TASK –
Rewrite the data below from the line containing "Practice step: find the sky" through the end, requests included, with every coordinate in the answers multiplied by 0.85 and rounded to a whole number, halves up. Leave all numbers in the requests as they are.

DATA EXCERPTS –
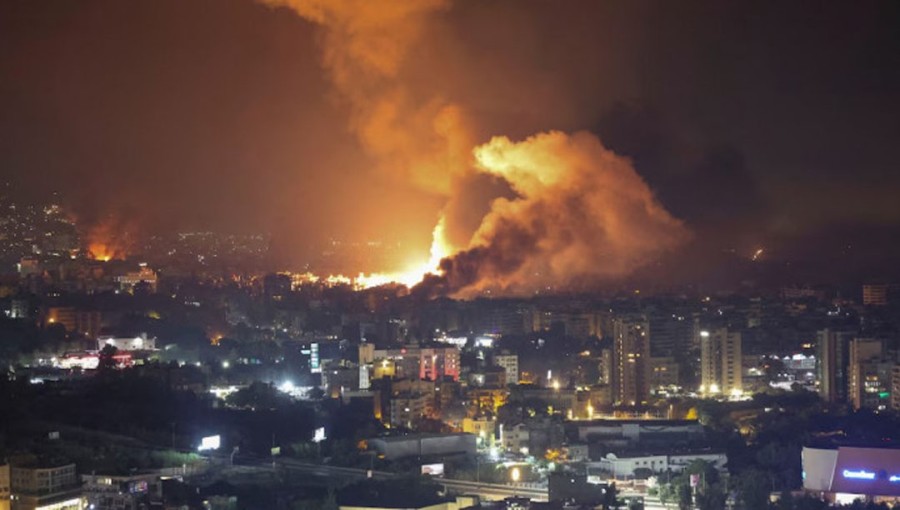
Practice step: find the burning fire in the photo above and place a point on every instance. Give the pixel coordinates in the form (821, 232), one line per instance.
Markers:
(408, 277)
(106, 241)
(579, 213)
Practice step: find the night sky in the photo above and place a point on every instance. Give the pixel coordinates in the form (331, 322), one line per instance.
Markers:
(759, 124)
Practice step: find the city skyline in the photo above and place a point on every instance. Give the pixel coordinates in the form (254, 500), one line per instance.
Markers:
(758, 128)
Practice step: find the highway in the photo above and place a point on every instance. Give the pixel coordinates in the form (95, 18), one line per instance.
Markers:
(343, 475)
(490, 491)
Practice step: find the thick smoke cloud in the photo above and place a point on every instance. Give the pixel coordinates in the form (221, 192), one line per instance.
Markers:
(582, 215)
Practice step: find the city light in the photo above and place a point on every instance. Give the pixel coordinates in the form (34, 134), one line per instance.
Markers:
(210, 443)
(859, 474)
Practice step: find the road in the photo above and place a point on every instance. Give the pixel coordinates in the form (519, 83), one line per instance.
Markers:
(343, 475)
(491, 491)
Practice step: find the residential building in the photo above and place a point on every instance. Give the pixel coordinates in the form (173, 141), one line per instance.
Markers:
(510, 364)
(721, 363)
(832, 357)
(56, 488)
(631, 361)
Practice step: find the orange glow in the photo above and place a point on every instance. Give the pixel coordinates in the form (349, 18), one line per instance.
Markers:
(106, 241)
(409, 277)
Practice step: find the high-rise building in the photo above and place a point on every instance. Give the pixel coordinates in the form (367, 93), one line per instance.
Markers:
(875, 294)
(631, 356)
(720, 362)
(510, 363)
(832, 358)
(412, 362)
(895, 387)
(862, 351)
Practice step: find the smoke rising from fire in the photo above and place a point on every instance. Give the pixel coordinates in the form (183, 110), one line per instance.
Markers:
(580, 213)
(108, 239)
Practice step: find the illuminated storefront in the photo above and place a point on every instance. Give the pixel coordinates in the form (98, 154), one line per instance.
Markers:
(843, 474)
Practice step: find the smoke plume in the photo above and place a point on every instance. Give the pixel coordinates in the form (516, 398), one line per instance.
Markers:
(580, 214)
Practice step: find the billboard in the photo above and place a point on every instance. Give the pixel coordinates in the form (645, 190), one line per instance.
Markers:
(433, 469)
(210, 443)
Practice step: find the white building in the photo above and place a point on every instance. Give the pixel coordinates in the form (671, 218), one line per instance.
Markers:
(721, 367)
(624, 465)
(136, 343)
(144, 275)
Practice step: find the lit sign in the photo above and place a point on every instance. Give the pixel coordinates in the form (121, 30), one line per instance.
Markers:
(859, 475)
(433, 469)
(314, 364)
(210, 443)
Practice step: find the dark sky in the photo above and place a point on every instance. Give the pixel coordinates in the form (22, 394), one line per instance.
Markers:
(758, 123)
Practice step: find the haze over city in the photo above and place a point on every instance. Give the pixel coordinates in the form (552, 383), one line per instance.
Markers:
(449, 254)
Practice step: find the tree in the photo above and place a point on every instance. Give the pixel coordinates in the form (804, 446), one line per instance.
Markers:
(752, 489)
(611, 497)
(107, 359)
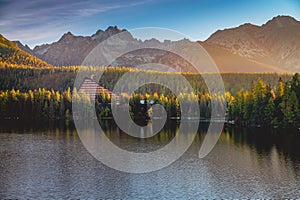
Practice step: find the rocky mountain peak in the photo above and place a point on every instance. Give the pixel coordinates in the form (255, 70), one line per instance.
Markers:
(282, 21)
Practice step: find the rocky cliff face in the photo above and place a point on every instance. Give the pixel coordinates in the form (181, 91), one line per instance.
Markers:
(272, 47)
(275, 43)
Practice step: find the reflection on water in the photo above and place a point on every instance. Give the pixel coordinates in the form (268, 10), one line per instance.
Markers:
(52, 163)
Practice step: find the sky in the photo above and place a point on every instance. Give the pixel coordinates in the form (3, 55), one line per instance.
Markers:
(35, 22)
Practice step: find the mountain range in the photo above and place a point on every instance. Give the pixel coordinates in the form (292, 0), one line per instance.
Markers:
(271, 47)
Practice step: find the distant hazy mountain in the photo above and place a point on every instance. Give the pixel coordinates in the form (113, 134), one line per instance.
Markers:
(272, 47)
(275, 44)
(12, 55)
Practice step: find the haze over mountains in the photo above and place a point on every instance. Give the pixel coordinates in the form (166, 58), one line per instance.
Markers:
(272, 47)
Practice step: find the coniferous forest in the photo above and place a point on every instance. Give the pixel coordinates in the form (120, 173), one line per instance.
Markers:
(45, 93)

RIGHT ANSWER –
Practice step: find the sky in the photo above and place a point on every instance. Give the pixel coordinates in the form (3, 55), one line per instance.
Markers:
(30, 19)
Practice step: find the mountain range in the photo above and place a point on every instance. Give the pixel coordinates in the form (292, 0), one line per instance.
Markers:
(230, 40)
Practice step: find the distant hazy mountain in the photo above and place a point on every instance. Give the pixel coordinates in the form (113, 134), one line per instance.
Markers:
(231, 40)
(234, 37)
(10, 47)
Practice step: find the haze over mountains in the photo above and place a point on every instance. Give the pixel coordinates in the form (166, 58), one line per instance.
Markers:
(231, 40)
Practice step: find the coniferous forest in the photo above and place a point on every instance. Give the pixel coordinates in the form (120, 173), one line per instance.
Markers:
(38, 79)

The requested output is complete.